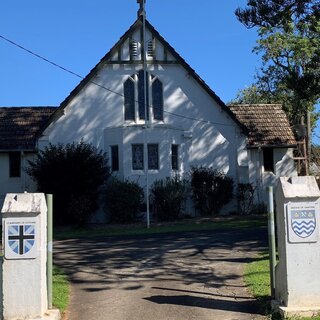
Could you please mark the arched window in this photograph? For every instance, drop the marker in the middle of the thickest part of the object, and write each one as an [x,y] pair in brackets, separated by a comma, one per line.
[142,104]
[157,99]
[135,105]
[129,99]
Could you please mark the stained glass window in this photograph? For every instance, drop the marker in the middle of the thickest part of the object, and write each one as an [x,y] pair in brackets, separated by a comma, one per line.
[137,156]
[129,99]
[114,158]
[157,99]
[153,157]
[174,157]
[14,164]
[142,104]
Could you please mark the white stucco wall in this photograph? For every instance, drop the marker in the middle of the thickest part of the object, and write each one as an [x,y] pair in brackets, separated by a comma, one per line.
[8,184]
[283,167]
[97,116]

________________________

*Work instructions*:
Rewrite everything from the row that begins "Could you please mark the white" down to the last row above, replacing "stucco" with "plaster" and leaving the rest unchanged.

*The completed task*:
Could you please mark the white plaster wall in this photograph? For every instance, drop the marker in the middle of the thickest part of the object, and write each one as an [x,y] pair in brackets, separated by a comma, one per line.
[8,184]
[283,167]
[97,116]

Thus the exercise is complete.